Reading passage ->
Thursday, March 17, 2011

Sitting On My Porch Part Sixty Four

Tonight is one of the best nights in a sports junkie’s life. It’s NCAA tournament time. Normally I would be watching CBS and letting Greg Gumble switch me to the game that is the most interesting at the time. Now I have to keep turning to all these different channels with no guarantee that anything exciting is going on. It doesn’t matter. I got beer. Everything is done for tomorrow so I’m going to sit here and watch Gonzaga and St. Johns.

There are a lot of things going on in the world. I’ve been watching Japan and hoping they can hold back most of the radiation. I don’t want to say anything misinformed or ignorant that disrespects the plight of the Japanese but I do have two thoughts about the nuclear problem. The first thing is that I don’t know how reactors work but I have to believe there’s a way to back up the back up system to the back up system before you start operating these things around people. I know that was a powerful earthquake with a tsunami to follow but this just seems ridiculous.

The second thing is that everyone who works in those nuclear sites is underpaid. I am sure they are making a lot of money right now and they are still underpaid.

The Justice Department released their report on the New Orleans Police Department. It wasn't good. My favorite quote from the report is this one…

”The patterns of policing in New Orleans are biased against several demographic groups, including black residents, people who don't speak English fluently, gay and transgendered people and women.”

Given the demographics of the city, this quote means that the NOPD is fair and balanced to about 500 people. I don’t have a problem with Chief Serpas personally. I just think he has the same weakness that Chief Riley had before him. There are too many personal allegiances to officers that need to be fired. It doesn’t make either man corrupt. It just makes them products of the culture of the city like the rest of us. Chief Serpas may eventually clean up the force but he’s going to have to be willing to not be invited to a lot of parties and seafood boils. That’s more difficult to deal with in your hometown then most people will admit.

The last thing I want to mention is the story about the 14 year old kid at McDonald City Park Academy who was put in an equipment locker. He called his mom saying he was being locked in a cage. I don’t know this kid or his behavior but there is no reason to lock them behind a cage at school if that’s what happened. I don’t know what the alternative is besides suspending them but being behind anything that looks like a cage conditions them for the wrong thing. You don’t want them to get used to that. In the story it is noted that the mom of the kid quit her job just to be able to get him on track. I don’t know if that means she wanted to be home in the evenings to help him or he was getting in so much trouble that she couldn’t stay at work anyway because she had to leave. I know one thing for sure. When you go to school with the kind of kids that need to be removed and isolated from everybody else there’s no way your teacher is going to be able to focus on educating you. She’s going to spend the entire time trying to get them under control and little time showing you what you need to be successful.

Assignment A ->
In the porch blog post, which two teams does the writer plan to watch tonight?
Assignment B ->
Continue the porch blog post from where it stops.

Extracted material ->

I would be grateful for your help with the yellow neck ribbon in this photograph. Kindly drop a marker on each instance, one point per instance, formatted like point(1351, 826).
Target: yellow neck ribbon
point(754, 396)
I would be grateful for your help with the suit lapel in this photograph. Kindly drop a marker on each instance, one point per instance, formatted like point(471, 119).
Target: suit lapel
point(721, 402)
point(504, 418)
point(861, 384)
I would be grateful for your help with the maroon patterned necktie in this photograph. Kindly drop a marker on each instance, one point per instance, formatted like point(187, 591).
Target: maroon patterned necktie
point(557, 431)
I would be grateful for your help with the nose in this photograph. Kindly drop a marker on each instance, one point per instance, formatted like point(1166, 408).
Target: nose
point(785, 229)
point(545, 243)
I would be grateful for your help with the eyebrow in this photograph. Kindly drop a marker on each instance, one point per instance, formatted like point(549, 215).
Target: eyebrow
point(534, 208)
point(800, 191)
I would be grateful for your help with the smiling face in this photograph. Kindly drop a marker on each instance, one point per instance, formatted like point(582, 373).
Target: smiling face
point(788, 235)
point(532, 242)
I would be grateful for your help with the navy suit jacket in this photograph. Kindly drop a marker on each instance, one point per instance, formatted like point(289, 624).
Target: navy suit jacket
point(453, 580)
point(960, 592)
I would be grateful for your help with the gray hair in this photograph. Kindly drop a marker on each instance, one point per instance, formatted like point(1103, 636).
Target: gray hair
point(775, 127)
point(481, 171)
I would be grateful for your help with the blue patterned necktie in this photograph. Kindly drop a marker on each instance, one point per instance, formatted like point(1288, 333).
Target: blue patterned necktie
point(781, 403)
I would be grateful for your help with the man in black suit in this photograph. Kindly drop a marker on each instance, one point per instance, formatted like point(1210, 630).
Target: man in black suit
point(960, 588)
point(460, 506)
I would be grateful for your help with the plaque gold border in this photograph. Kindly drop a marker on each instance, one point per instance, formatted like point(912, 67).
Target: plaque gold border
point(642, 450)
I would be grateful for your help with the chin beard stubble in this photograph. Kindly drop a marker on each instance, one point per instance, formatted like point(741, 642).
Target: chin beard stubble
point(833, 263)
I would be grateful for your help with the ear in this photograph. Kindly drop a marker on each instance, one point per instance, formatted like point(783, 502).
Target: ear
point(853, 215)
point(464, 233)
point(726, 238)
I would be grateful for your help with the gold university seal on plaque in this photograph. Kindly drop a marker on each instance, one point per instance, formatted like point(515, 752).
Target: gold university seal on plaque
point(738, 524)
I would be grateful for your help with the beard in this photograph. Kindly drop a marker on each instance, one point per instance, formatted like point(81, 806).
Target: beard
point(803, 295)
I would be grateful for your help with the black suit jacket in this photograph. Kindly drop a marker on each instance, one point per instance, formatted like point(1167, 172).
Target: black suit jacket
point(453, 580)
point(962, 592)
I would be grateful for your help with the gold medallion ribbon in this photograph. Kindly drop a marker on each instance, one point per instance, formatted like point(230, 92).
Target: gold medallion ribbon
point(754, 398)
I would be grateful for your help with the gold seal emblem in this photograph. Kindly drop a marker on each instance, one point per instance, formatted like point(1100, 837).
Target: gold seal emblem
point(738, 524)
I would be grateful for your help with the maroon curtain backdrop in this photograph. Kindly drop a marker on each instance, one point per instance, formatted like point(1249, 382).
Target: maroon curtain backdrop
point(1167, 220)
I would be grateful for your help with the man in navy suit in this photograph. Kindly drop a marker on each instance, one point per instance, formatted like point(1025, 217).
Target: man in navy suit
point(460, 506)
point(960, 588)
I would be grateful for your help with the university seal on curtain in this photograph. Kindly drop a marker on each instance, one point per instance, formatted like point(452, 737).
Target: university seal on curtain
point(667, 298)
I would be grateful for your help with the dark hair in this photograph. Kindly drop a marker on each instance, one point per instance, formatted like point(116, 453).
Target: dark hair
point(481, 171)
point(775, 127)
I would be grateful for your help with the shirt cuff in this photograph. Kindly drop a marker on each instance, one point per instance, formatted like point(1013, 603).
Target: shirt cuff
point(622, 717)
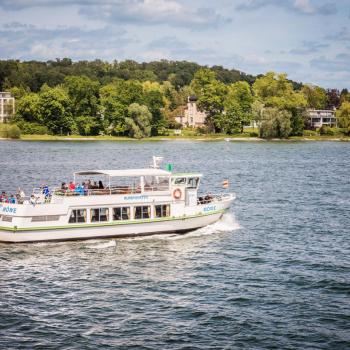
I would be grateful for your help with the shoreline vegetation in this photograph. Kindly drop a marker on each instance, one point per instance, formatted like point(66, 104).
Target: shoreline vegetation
point(209, 138)
point(146, 100)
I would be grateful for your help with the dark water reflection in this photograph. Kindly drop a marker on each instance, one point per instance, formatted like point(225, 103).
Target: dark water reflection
point(274, 274)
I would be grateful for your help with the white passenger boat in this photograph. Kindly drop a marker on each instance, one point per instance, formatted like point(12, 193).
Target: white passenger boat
point(135, 202)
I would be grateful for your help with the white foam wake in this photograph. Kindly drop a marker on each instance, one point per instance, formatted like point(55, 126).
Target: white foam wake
point(227, 223)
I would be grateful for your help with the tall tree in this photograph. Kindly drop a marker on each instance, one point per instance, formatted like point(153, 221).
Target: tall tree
point(238, 107)
point(275, 123)
point(28, 108)
point(316, 97)
point(343, 116)
point(333, 98)
point(115, 99)
point(83, 93)
point(138, 122)
point(211, 95)
point(276, 91)
point(55, 109)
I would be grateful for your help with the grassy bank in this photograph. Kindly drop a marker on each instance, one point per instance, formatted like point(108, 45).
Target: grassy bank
point(209, 137)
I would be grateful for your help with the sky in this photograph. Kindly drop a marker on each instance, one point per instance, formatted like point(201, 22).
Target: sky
point(307, 39)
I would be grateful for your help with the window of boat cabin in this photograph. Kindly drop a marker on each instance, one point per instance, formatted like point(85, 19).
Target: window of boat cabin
point(77, 215)
point(142, 212)
point(192, 182)
point(156, 183)
point(121, 213)
point(162, 210)
point(99, 214)
point(179, 180)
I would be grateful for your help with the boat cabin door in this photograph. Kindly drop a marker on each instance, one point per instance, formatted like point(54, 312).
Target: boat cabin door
point(191, 191)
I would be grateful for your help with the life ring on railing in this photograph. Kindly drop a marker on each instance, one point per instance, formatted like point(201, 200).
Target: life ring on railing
point(177, 193)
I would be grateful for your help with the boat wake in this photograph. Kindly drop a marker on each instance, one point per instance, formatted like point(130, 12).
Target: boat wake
point(227, 223)
point(102, 245)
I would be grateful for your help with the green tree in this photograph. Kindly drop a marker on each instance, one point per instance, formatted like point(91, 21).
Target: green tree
point(276, 91)
point(55, 109)
point(238, 107)
point(275, 123)
point(154, 100)
point(344, 96)
point(86, 125)
point(138, 122)
point(28, 108)
point(83, 93)
point(316, 97)
point(343, 116)
point(114, 101)
point(211, 96)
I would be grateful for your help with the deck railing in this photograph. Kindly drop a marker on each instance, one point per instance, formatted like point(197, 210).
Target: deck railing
point(108, 191)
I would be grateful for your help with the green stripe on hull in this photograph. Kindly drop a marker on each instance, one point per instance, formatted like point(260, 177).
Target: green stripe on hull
point(114, 223)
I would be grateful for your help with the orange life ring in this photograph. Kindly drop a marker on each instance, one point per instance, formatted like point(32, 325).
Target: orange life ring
point(177, 193)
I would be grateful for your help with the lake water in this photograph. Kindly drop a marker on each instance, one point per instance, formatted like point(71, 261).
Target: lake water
point(273, 274)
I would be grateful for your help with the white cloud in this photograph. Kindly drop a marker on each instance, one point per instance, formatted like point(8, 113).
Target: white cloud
point(305, 7)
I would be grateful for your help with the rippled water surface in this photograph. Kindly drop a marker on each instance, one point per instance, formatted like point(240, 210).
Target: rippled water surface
point(274, 273)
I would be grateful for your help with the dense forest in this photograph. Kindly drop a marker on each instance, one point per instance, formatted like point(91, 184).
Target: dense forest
point(142, 99)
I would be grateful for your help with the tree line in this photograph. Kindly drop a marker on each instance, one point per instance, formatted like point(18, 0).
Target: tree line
point(143, 99)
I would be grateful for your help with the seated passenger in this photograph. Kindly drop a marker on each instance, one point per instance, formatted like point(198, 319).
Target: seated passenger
point(71, 186)
point(46, 191)
point(86, 188)
point(3, 196)
point(32, 199)
point(79, 190)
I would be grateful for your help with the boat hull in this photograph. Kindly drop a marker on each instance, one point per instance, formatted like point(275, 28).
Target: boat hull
point(117, 230)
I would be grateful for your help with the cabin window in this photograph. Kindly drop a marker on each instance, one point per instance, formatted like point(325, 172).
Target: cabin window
point(142, 212)
point(121, 213)
point(179, 181)
point(45, 218)
point(99, 214)
point(162, 210)
point(77, 215)
point(192, 182)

Response A ->
Gonzaga and St. Johns.

Response B ->
When I was in 7th grade there were a few guys that I thought needed a cage, medication and shock treatment. My poor old 7th grade English teacher spent an hour and a half fighting and dodging things being thrown at him and the other 30 minutes trying to remember what he was supposed to be teaching us. I guess that’s why he just gave up and passed everybody who turned in the ten definitions for homework. When people start talking about low test scores and horrible graduation rates these are the kind of things that lead to that happening.


suspect device said...

"... there’s a way to back up the back up system to the back up system before you start operating these things around people."

There is. They already burned through that. AND the system to back up the system that backs up the system.

Anita said...

I've been loving your posts lately. (I'm not one of those 500 people, btw.)

It bothers me that there's a nuclear plant built on the San Andreas fault and one that's on the Hudson River not that far from New York City. It seems to me we need to be raising some serious tax money and bringing our infrastructure up to speed with our own redundant backups and improving the education all over the whole country. There are two ways to balance the budget. Cutting out everything people need to maintain our common good is not the way to go.

Enjoy the tournament. It's important to enjoy what you can.

E.J. said...

I don't know this kid's deal, but if a kid is so out of control that he needs to be separated from others until he calms and is not a danger to himself or others, then so be it if that cage is the only room in the school free of harmful projectiles and other objects.

Schools are left to deal with severely troubled students because there are NO day therapeutic treatment programs in all of south Louisiana. The nearest one in Mandeville, called Challenges, was closed by the state this fiscal year.

Cousin Pat said...

When people start talking about low test scores and horrible graduation rates these are the kind of things that lead to that happening.

Experiencing this sort of thing during my year of teaching demonstrated the real insiduous nature of institutional racism.

Children that behaved in such ways were removed from the schools I attended growing up. Small town white and middle class black families would not tolerate that sort of behavior being allowed where thier students went to school.

In 5th grade, one student called the teacher a bad name, and we didn't see him again until the 7th grade. That year, he started a fight in a classroom, and we didn't see him again until high school. It didn't matter that his daddy was a lawyer, they took him out of the school and sent him to a program - so he could continue learning and so the non-disruptive students could continue learning.